● **Aim**
Which lines in the entries below contain the word "fence"? Pick them out and copy each one in full.

● **Records for the exercise**
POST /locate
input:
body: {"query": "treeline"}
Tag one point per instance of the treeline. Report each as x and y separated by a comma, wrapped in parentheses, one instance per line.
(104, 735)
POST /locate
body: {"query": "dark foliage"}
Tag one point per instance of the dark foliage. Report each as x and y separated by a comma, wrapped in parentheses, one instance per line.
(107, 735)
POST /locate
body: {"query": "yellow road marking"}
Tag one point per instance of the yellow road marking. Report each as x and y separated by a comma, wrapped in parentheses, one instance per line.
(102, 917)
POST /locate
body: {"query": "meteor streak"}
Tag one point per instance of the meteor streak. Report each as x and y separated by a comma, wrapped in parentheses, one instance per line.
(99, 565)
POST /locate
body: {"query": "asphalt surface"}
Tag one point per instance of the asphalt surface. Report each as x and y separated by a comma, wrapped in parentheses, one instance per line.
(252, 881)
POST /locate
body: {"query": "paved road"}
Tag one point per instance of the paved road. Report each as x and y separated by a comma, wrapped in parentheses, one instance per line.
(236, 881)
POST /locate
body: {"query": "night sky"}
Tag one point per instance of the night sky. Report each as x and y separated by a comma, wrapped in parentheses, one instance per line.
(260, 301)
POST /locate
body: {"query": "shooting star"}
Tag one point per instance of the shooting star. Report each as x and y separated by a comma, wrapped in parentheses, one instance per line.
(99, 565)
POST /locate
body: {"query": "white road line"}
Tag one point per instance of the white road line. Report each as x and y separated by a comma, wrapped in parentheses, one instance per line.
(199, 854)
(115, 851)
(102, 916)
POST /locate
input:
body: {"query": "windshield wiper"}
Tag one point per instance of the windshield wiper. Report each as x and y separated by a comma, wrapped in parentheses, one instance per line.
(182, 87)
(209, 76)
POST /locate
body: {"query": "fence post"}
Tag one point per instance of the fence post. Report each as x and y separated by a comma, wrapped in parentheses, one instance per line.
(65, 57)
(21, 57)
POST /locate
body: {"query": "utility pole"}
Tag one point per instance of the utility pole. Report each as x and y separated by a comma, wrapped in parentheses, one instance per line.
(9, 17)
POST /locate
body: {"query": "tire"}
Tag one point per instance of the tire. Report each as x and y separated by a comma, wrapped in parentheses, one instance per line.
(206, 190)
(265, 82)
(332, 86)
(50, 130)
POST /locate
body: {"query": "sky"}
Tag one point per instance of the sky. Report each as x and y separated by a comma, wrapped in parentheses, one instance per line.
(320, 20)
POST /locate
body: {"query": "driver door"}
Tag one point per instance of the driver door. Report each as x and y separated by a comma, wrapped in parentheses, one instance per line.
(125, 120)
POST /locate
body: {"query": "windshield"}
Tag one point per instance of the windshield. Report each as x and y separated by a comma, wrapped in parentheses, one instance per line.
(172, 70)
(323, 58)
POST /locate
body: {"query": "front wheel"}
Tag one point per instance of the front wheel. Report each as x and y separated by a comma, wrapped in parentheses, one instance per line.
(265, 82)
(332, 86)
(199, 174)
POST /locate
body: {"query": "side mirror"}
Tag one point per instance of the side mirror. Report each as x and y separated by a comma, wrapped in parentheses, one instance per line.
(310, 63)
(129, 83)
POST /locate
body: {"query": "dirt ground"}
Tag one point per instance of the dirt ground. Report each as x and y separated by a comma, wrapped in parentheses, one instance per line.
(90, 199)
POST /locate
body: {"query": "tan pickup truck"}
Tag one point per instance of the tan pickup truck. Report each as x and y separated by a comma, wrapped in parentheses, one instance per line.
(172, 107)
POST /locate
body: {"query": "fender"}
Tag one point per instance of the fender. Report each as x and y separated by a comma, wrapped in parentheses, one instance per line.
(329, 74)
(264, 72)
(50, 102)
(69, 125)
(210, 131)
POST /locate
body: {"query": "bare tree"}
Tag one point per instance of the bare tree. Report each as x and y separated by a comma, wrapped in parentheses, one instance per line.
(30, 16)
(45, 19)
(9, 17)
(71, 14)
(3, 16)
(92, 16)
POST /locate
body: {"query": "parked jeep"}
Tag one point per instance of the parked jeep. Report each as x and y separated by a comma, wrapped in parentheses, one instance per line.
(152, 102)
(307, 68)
* * *
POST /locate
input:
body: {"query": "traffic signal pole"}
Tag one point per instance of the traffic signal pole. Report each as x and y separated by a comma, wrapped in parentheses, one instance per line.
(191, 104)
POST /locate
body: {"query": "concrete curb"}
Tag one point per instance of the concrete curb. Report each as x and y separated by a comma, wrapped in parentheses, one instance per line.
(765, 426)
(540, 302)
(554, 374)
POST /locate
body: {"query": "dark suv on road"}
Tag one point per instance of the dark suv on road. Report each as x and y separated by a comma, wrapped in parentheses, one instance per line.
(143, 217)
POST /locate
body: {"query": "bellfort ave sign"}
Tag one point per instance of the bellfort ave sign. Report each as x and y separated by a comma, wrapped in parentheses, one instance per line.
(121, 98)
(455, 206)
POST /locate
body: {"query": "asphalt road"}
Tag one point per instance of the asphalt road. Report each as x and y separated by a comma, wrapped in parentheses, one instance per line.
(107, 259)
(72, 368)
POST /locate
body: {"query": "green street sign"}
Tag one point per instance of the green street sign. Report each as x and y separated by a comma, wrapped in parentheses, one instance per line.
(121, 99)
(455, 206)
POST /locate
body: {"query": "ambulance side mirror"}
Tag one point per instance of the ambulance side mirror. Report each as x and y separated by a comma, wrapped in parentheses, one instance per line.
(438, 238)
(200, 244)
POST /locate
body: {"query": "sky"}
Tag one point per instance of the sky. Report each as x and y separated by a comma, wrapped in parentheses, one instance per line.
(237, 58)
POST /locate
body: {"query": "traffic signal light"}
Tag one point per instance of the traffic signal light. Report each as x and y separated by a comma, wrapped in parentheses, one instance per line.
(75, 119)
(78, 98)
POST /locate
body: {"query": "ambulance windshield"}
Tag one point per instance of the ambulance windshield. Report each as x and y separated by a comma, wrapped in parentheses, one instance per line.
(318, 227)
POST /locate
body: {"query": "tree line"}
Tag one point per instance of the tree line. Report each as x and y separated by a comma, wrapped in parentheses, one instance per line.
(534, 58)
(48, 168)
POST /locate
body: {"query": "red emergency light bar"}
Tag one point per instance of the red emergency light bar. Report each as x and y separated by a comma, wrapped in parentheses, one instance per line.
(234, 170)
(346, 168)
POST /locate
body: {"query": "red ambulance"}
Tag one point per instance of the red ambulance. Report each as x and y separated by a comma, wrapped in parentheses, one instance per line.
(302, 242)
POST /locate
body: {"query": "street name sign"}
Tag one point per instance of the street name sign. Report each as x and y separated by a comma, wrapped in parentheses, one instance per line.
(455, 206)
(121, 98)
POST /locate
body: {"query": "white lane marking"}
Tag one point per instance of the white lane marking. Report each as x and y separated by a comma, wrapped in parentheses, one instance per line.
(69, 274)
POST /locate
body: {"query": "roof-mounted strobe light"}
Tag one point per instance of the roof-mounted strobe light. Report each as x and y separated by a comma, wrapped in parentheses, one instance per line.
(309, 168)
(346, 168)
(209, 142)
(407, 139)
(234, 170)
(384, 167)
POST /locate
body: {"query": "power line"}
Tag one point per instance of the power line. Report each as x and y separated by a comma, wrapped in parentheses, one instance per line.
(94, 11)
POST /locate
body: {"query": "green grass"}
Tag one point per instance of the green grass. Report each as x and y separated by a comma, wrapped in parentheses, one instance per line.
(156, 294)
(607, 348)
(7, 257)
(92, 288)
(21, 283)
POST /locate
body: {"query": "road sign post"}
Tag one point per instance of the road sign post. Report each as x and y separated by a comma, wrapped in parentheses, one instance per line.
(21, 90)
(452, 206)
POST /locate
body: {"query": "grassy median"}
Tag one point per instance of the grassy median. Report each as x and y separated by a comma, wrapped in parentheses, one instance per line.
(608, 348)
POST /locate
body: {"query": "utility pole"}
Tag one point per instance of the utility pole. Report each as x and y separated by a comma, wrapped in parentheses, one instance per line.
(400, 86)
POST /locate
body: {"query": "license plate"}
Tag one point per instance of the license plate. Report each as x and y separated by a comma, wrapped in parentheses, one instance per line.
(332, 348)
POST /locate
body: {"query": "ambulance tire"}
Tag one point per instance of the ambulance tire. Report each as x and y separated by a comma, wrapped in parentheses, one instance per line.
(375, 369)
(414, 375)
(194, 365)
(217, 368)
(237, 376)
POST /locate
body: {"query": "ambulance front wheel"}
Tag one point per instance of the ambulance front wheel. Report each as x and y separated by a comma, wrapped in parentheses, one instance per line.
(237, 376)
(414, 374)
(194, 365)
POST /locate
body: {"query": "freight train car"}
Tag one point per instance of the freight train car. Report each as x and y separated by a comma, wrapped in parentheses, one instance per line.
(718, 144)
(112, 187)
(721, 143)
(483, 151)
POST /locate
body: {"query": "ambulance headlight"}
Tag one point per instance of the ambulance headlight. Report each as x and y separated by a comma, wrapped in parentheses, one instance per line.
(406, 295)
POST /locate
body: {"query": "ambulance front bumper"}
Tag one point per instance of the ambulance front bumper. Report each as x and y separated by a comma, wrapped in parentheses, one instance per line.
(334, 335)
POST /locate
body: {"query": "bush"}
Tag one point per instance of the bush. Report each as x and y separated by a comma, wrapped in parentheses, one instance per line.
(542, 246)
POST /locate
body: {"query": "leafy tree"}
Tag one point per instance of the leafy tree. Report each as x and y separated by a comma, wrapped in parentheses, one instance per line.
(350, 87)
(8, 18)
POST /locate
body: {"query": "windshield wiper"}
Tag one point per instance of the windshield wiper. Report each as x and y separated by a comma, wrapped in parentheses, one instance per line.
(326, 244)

● **Solved exercise**
body: {"query": "fence post"}
Tag one point per instance of the fence post. Report each as x and y separated by a comma, wrapped in parentheses, one instance per line.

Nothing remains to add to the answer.